■ **Trecho selecionado**:
§ §

História da arbitragem ao longo do tempo

AutorAntonio Sodré
Páginas103-117

Page 103

7.1. Introdução

O estudo do desenvolvimento histórico de um instituto do Direito é capaz de fornecer elementos à sua melhor compreensão e, por conseqüência, aprimorar-lhe a técnica, a dimensão prática atual em que se desenrolam os atos voltados à concretização daquelas regras jurídicas.

Quer-se com isso dizer que a observação do desenvolvimento da arbitragem na história, ainda que limitada a breves apontamentos, somente pode trazer benefícios ao âmbito de realização do Direito arbitral enquanto efetivo instrumento para a composição dos litígios decorrentes das práticas da contemporânea atividade empresarial.

§ §

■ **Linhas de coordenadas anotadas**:
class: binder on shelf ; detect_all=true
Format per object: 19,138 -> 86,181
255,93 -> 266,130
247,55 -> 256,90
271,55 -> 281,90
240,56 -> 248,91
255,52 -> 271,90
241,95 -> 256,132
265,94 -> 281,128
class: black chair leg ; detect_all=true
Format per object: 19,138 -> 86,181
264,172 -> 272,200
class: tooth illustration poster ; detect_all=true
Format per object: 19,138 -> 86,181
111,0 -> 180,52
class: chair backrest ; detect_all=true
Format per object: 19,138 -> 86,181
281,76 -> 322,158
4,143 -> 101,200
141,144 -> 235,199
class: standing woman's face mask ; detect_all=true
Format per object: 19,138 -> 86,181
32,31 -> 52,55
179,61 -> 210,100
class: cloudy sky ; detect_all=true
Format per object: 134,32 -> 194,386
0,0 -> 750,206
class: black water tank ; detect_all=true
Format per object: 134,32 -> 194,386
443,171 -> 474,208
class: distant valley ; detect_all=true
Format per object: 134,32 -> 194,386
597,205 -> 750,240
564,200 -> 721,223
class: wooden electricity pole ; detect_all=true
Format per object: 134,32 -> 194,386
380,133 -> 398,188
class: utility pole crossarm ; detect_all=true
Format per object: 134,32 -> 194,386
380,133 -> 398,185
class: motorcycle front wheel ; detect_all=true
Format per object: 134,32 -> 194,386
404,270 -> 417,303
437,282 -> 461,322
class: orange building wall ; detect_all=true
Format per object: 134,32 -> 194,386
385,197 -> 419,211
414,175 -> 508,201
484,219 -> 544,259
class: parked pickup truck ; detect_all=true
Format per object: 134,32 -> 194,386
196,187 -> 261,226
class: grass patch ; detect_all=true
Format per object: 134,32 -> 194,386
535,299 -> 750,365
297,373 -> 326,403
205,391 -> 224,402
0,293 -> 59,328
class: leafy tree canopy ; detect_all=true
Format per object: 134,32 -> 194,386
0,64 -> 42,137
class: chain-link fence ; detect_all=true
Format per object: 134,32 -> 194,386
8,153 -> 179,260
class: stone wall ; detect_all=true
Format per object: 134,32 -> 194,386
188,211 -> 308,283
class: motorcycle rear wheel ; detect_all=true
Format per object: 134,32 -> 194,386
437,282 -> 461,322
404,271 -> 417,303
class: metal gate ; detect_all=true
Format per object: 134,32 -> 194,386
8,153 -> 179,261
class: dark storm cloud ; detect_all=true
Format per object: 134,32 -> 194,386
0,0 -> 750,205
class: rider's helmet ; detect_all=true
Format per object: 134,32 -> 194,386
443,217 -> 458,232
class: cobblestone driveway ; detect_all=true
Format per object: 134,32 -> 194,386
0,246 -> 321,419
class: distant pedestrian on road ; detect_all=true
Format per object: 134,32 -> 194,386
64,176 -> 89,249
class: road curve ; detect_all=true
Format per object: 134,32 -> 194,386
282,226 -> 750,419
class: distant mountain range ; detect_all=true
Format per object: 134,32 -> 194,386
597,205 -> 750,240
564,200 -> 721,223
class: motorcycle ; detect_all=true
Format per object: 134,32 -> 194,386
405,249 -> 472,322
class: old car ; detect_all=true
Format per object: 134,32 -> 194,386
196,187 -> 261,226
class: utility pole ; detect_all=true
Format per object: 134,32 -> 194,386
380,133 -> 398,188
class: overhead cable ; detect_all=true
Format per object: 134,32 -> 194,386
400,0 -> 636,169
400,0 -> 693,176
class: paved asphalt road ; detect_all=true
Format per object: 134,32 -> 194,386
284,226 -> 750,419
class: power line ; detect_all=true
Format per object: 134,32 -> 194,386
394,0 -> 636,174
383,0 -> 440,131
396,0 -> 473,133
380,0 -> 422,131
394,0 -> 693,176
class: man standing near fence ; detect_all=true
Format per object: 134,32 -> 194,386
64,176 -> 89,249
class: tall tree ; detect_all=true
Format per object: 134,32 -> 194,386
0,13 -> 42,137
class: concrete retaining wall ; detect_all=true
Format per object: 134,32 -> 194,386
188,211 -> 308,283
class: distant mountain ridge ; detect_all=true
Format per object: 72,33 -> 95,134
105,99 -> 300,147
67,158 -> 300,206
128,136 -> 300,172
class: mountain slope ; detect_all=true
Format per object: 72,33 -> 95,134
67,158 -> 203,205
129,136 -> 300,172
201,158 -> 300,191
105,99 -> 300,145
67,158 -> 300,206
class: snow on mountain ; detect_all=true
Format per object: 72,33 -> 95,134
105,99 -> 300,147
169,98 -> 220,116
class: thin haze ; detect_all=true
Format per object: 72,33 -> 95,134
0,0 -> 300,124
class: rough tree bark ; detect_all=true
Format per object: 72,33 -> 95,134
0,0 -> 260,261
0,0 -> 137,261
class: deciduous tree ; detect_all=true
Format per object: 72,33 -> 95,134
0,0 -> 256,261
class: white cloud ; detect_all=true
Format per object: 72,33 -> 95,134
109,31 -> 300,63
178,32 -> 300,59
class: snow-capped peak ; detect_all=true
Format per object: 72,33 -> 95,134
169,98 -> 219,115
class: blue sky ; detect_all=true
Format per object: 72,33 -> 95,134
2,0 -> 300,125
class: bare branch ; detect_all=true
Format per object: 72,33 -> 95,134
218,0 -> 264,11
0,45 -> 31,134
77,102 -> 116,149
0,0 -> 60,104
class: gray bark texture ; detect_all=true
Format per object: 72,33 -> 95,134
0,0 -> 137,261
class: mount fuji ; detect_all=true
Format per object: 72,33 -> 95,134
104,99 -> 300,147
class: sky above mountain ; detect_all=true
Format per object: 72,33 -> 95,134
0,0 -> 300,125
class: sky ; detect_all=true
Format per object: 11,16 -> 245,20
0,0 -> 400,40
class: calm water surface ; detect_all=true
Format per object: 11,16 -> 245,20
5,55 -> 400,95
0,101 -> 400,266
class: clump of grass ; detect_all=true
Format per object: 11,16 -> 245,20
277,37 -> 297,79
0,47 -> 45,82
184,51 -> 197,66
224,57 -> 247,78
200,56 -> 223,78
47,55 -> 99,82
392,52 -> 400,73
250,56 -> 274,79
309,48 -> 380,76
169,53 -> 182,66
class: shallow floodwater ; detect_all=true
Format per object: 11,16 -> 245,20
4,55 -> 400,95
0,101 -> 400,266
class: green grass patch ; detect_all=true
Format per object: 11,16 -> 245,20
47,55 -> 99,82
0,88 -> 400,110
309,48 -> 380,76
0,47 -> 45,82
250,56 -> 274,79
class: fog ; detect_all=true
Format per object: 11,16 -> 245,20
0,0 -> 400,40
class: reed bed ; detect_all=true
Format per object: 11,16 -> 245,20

§ §

■ **Sobre o exercício**: Copie por inteiro o trecho sobre a história da arbitragem, sem mudar nada.

■ **Resposta abaixo**:
História da arbitragem ao longo do tempo

AutorAntonio Sodré
Páginas103-117

Page 103

7.1. Introdução

O estudo do desenvolvimento histórico de um instituto do Direito é capaz de fornecer elementos à sua melhor compreensão e, por conseqüência, aprimorar-lhe a técnica, a dimensão prática atual em que se desenrolam os atos voltados à concretização daquelas regras jurídicas.

Quer-se com isso dizer que a observação do desenvolvimento da arbitragem na história, ainda que limitada a breves apontamentos, somente pode trazer benefícios ao âmbito de realização do Direito arbitral enquanto efetivo instrumento para a composição dos litígios decorrentes das práticas da contemporânea atividade empresarial.